Records drawn from a dataset:
════════════════
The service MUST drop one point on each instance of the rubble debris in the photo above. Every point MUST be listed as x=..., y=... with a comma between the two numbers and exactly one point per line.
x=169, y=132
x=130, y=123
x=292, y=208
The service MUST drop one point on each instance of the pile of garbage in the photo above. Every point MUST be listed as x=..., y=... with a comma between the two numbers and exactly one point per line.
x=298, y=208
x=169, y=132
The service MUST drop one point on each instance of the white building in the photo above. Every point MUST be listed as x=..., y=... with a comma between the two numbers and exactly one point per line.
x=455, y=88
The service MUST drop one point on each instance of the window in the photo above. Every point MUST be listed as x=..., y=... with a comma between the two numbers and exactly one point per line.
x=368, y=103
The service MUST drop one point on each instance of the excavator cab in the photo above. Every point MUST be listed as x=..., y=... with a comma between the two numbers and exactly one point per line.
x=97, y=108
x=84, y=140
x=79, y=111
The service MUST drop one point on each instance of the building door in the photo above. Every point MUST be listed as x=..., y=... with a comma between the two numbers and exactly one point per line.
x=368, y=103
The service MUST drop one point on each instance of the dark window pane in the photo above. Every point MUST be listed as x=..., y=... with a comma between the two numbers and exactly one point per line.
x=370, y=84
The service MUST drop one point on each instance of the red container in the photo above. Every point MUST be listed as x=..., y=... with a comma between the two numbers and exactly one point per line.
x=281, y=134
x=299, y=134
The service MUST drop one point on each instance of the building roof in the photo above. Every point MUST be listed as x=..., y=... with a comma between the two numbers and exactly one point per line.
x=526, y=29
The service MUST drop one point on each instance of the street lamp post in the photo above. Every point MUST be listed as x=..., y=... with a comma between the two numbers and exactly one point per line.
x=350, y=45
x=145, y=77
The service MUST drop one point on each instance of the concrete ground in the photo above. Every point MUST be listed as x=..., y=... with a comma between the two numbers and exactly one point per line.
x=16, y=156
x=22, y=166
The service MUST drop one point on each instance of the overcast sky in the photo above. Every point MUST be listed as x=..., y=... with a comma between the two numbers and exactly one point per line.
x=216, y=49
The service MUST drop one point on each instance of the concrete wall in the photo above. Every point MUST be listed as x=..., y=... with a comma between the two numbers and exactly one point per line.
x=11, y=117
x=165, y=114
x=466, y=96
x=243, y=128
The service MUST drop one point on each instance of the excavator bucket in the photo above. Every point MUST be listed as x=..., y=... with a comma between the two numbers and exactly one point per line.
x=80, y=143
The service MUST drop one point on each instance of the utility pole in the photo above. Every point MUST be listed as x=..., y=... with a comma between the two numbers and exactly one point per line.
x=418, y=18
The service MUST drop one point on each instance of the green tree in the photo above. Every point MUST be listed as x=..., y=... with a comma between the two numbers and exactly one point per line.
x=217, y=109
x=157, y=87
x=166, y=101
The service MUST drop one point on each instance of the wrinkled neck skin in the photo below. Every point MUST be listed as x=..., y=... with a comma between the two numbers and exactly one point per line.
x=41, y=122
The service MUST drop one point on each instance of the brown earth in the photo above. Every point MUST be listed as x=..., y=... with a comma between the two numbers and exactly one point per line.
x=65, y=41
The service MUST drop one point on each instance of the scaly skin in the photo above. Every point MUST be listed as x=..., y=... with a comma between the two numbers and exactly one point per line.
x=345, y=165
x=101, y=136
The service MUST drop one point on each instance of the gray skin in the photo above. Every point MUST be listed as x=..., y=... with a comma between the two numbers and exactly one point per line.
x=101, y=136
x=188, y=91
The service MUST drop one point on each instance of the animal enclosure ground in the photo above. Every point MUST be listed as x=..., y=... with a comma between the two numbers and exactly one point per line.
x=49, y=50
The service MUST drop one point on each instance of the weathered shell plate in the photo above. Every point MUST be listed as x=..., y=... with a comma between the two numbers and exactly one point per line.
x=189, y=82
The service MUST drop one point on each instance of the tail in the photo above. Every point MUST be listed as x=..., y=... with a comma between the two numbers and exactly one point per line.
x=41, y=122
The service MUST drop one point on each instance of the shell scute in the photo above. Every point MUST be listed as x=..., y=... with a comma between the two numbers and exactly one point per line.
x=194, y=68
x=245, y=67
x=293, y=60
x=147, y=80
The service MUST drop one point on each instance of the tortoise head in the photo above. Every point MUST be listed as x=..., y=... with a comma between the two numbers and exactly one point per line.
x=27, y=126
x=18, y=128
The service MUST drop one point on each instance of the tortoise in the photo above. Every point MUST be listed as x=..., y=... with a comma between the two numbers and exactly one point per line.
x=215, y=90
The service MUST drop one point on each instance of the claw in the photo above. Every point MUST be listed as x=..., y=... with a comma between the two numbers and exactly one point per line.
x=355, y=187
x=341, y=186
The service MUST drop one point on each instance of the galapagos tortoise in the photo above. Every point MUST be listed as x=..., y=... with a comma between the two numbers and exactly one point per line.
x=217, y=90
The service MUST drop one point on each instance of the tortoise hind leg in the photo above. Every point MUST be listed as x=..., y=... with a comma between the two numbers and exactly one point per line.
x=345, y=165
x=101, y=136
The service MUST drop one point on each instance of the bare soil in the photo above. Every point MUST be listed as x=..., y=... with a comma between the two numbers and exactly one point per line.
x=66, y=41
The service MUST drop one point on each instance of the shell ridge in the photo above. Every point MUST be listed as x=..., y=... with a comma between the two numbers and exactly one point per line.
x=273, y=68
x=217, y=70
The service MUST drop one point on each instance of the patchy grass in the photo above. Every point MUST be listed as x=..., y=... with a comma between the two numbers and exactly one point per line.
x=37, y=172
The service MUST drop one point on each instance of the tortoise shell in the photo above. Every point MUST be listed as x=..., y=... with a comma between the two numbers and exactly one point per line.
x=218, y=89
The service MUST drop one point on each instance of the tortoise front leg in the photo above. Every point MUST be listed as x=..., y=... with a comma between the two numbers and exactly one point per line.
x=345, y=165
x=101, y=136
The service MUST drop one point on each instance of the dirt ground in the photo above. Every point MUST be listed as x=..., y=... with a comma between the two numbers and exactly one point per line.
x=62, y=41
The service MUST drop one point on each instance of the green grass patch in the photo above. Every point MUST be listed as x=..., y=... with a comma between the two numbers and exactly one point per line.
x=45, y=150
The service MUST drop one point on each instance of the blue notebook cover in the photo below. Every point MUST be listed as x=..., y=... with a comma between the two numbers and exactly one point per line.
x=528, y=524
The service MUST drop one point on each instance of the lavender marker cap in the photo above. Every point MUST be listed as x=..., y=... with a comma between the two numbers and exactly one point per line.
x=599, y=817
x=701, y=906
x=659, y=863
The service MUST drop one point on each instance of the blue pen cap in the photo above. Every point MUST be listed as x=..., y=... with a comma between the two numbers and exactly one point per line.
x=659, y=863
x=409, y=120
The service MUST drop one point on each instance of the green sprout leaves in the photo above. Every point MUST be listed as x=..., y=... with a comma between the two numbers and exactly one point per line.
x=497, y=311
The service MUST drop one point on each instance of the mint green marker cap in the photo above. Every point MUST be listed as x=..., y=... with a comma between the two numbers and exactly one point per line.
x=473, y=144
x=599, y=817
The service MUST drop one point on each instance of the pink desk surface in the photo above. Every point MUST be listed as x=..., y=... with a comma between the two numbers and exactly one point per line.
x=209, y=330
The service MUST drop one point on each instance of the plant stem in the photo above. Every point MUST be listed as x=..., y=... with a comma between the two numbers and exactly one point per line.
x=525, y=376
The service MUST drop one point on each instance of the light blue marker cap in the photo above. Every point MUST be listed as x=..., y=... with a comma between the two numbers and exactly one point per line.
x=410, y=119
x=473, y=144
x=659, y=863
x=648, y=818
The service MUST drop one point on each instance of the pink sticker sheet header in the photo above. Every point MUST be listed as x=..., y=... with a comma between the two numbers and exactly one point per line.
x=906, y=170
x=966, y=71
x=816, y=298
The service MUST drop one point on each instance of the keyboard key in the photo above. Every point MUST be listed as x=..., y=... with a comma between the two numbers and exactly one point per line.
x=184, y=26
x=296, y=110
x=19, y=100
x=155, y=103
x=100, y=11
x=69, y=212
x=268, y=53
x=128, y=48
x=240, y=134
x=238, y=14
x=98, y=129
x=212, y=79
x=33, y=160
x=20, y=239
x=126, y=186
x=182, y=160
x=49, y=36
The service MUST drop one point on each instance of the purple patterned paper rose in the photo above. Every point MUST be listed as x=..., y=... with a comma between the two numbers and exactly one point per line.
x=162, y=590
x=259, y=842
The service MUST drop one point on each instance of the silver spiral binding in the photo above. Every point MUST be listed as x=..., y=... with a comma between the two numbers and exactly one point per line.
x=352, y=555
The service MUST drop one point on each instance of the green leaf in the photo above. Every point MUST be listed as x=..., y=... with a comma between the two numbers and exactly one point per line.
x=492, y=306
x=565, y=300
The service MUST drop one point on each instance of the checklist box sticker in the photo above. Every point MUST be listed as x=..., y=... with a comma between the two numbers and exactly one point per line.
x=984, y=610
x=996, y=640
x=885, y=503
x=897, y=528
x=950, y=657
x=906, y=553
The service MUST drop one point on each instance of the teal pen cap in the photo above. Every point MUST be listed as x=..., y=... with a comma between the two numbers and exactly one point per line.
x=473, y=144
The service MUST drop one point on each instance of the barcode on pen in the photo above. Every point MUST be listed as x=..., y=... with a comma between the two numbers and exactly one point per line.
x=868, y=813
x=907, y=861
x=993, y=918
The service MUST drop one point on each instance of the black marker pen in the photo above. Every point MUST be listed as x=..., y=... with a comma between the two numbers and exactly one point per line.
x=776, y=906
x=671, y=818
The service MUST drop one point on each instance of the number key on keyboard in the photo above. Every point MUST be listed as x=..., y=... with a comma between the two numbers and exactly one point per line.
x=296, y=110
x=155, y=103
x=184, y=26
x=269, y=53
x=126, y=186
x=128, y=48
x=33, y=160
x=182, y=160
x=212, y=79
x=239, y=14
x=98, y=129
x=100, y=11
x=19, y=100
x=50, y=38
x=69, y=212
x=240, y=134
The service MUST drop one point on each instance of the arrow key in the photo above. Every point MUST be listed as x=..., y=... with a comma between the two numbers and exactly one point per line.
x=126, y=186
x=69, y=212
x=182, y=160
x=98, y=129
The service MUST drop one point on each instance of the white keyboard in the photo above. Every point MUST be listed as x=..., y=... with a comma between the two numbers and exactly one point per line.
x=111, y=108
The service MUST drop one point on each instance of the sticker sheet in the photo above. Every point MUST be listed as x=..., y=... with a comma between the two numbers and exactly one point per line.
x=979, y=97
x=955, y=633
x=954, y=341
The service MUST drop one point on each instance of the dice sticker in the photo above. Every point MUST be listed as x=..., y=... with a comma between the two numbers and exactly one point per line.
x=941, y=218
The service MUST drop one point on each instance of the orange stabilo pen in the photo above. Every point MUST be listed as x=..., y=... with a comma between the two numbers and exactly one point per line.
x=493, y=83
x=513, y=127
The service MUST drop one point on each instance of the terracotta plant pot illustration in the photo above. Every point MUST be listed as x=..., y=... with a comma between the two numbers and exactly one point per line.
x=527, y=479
════════════════
Quote, word for word, every line starting at the one that contains "the white keyboard" and ending with the final line of the entries.

The service MUST drop one point on each instance of the white keyboard in the photo above. Every point MUST be listed as x=..., y=... with a comma between the two numbers and exactly one point per line.
x=111, y=108
The service MUST drop one point on each instance of the sticker sheet in the photo above. Every point MUST be listed as x=..., y=... with a comma between the two numbers and exactly one point per line.
x=979, y=97
x=955, y=633
x=954, y=341
The service MUST drop one point on each instance of the dice sticker in the photo above. Every point MUST be listed as x=..., y=... with a comma between the two numbers and exactly one point per line.
x=941, y=218
The service MUST drop one point on each instance of the orange stabilo pen in the photo above. Every point MUST be listed as x=..., y=... with a comma between the two numbers and exactly one point per line.
x=493, y=83
x=513, y=127
The service MUST drop one point on each instance of the terracotta plant pot illustration in the photo above. Every point MUST be listed as x=..., y=... with a comma between the two numbers and exactly one point per line.
x=527, y=479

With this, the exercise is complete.